_THE PROBLEM_. Using the listing below, retype exactly the lines starting at the one with "Target: elderly woman in black" and ending at the one with "necklace in this photo.", and include both.

Content starts

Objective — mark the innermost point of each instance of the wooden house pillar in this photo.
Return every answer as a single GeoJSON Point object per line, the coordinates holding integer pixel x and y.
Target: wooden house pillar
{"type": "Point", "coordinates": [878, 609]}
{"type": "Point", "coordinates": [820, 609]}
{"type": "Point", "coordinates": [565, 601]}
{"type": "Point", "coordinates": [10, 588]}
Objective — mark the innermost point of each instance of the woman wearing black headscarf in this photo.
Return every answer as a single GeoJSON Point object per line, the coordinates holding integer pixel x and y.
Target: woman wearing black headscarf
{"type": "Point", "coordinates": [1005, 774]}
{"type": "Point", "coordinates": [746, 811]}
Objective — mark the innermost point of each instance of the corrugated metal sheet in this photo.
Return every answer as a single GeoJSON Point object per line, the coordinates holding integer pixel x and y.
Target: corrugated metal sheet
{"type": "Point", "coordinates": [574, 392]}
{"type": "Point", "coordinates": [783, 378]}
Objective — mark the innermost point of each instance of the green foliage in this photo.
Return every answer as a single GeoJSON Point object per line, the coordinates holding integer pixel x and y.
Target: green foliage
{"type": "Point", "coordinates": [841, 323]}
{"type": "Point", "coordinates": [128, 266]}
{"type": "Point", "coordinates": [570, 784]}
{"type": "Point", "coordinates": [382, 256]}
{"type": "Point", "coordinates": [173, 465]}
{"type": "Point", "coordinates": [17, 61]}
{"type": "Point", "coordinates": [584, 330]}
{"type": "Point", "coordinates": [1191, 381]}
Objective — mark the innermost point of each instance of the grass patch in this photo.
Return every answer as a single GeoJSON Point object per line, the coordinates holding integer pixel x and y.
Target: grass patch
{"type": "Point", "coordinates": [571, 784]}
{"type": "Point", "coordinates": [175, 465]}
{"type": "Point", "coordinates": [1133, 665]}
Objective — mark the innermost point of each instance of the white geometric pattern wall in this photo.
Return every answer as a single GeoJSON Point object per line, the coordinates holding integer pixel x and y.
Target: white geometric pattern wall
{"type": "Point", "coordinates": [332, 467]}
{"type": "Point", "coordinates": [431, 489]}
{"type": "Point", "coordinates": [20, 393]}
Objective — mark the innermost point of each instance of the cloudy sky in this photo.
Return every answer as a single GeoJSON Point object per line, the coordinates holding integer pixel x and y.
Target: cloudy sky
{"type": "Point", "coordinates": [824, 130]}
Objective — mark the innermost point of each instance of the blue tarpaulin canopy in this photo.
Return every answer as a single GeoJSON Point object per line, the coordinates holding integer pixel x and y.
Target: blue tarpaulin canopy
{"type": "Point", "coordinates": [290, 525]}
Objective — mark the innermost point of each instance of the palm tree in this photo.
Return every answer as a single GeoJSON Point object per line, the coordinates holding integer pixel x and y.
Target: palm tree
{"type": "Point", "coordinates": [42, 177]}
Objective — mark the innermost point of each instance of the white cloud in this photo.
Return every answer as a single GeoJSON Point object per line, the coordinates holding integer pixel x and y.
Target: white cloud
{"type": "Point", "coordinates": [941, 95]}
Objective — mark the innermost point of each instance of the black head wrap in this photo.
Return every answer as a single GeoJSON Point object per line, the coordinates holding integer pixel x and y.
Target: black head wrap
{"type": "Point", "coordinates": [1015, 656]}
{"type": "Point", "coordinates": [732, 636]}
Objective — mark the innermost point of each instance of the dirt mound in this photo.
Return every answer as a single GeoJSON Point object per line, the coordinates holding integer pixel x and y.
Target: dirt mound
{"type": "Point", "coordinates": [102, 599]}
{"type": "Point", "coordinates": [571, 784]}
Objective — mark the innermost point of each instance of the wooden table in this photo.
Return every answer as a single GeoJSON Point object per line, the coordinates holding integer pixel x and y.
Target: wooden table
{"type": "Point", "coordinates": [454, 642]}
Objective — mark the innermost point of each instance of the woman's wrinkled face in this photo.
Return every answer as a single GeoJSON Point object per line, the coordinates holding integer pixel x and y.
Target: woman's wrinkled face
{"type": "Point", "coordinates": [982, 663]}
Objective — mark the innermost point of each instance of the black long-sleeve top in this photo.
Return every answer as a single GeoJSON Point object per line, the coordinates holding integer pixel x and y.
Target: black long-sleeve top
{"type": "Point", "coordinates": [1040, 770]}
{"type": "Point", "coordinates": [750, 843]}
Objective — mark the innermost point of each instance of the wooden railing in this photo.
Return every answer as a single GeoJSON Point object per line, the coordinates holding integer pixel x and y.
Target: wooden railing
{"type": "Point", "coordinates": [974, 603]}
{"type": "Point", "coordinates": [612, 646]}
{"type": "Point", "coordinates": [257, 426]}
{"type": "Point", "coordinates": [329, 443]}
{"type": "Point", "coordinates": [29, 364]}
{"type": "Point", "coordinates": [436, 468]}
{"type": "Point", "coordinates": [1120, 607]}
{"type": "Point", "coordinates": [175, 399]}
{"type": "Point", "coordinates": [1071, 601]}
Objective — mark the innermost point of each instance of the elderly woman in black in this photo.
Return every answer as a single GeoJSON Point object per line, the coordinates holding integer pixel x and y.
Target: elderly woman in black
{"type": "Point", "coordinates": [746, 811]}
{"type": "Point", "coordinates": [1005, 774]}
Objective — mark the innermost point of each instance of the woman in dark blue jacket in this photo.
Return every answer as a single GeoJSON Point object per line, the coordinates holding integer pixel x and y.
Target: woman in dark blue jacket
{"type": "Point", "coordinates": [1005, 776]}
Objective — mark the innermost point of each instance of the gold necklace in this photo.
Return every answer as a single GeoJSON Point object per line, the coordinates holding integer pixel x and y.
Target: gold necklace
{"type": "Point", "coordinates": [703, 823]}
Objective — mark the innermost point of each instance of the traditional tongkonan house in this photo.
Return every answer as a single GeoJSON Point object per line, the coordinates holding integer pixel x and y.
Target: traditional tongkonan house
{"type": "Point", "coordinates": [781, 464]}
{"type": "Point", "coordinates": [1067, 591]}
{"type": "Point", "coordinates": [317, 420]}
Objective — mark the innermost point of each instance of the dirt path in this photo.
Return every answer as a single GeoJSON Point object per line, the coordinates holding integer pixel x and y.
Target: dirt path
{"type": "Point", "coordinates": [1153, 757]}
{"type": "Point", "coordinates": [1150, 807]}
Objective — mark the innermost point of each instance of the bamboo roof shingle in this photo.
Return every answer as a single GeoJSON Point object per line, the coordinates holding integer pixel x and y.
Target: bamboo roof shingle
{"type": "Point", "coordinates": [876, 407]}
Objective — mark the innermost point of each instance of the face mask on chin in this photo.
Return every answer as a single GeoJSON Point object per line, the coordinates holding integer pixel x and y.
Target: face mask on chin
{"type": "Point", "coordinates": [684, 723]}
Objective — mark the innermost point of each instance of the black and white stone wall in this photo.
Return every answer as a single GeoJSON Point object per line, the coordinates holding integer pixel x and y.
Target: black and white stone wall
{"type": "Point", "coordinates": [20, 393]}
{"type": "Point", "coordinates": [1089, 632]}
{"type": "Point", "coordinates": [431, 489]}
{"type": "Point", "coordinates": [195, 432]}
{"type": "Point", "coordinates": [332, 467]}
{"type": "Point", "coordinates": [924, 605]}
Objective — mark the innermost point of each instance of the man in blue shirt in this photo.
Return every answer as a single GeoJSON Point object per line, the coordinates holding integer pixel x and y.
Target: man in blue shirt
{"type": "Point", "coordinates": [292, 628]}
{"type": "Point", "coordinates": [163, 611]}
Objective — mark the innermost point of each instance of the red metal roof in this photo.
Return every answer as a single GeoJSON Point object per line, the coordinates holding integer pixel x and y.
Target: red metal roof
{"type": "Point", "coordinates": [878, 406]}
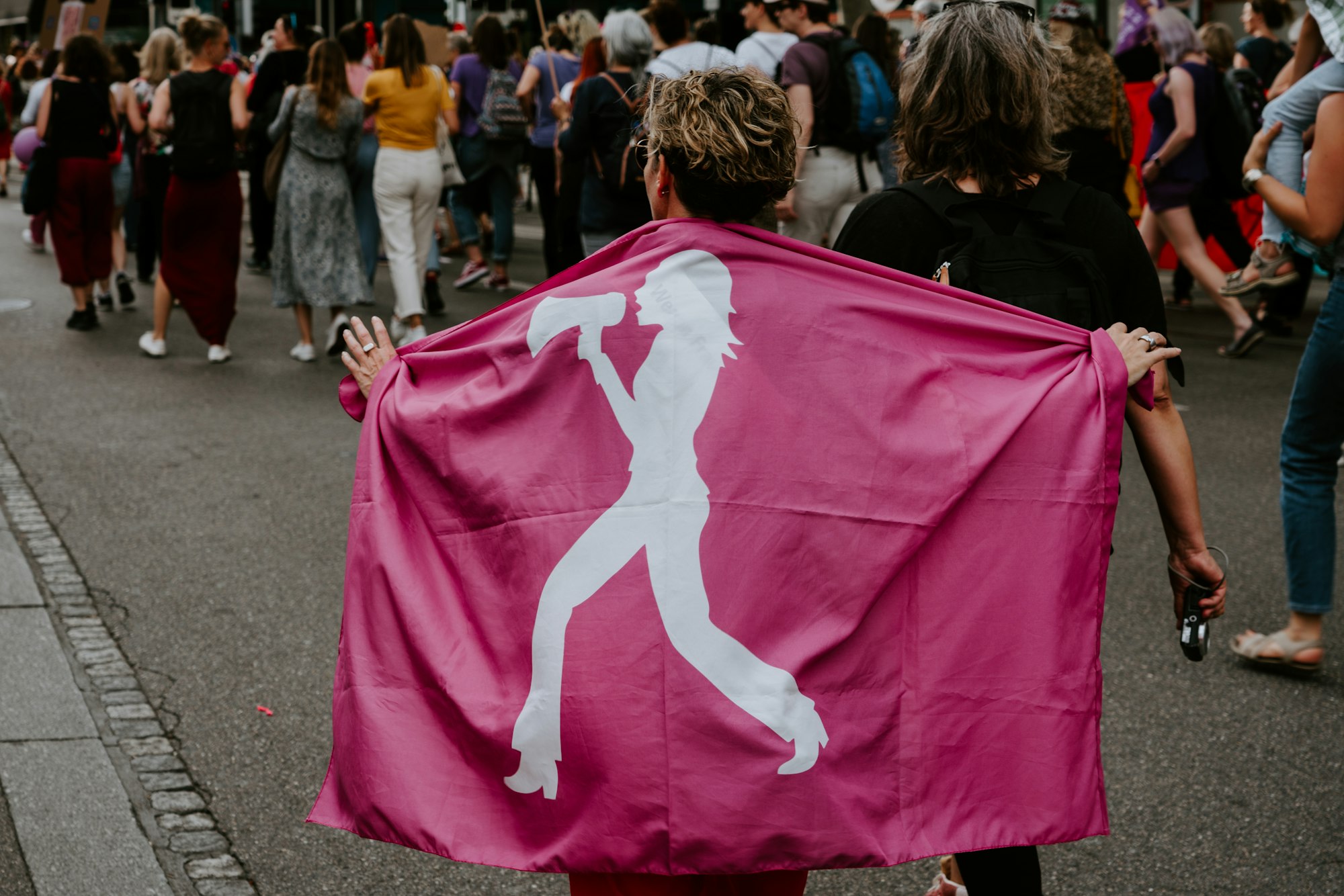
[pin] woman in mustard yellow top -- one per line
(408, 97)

Content ends
Content starts

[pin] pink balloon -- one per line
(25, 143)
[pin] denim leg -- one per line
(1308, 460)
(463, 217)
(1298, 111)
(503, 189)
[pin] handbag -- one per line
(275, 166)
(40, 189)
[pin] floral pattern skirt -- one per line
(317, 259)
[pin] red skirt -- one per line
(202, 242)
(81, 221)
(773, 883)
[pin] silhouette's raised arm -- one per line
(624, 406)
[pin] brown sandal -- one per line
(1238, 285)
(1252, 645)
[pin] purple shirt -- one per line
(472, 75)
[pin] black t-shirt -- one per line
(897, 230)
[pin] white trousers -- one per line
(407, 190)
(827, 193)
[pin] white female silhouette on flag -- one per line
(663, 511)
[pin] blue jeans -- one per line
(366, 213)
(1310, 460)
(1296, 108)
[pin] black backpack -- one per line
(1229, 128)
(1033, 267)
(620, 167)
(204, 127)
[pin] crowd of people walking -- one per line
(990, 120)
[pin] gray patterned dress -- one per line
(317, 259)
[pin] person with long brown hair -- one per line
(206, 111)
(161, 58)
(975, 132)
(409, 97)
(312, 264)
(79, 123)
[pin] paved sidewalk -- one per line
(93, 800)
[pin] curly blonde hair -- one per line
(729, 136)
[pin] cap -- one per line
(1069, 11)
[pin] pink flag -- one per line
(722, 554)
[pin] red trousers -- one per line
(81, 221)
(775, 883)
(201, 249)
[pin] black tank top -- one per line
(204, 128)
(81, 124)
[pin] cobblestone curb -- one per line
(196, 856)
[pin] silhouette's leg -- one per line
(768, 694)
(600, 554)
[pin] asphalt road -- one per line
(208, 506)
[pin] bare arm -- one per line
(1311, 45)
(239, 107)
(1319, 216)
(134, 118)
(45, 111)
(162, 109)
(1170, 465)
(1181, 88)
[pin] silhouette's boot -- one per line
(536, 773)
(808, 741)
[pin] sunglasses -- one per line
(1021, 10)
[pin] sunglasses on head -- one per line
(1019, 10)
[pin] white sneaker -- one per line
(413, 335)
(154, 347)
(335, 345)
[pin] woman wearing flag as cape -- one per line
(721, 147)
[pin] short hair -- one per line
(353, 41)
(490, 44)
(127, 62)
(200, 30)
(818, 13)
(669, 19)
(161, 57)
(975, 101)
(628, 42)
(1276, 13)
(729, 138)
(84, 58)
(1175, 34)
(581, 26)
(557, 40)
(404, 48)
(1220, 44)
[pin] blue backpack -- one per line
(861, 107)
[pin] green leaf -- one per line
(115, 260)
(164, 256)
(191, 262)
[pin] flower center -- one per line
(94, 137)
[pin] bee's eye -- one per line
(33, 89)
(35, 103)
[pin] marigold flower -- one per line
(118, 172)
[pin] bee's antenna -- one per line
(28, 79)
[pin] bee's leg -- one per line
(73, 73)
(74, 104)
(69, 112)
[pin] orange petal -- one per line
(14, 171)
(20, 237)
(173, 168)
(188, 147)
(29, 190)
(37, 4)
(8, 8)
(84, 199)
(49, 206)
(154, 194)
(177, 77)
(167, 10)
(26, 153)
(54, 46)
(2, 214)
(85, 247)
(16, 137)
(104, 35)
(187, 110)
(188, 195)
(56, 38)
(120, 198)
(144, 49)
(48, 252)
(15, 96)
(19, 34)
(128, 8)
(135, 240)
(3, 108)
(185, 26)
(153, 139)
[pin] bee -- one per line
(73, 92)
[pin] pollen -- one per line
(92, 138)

Content ends

_EXERCISE ANSWER_.
Target: elderly woman in black
{"type": "Point", "coordinates": [746, 811]}
{"type": "Point", "coordinates": [1005, 774]}
Objective — mark the innermost point of each instance of the woman in dark blue jacket in this photo.
Return every answer as a single GeoJSON Point object per line, the coordinates holding integer pixel x and y.
Target: woman in dark blue jacket
{"type": "Point", "coordinates": [1005, 776]}
Objective — mark the innermost point of each instance of the gold necklace in this photo.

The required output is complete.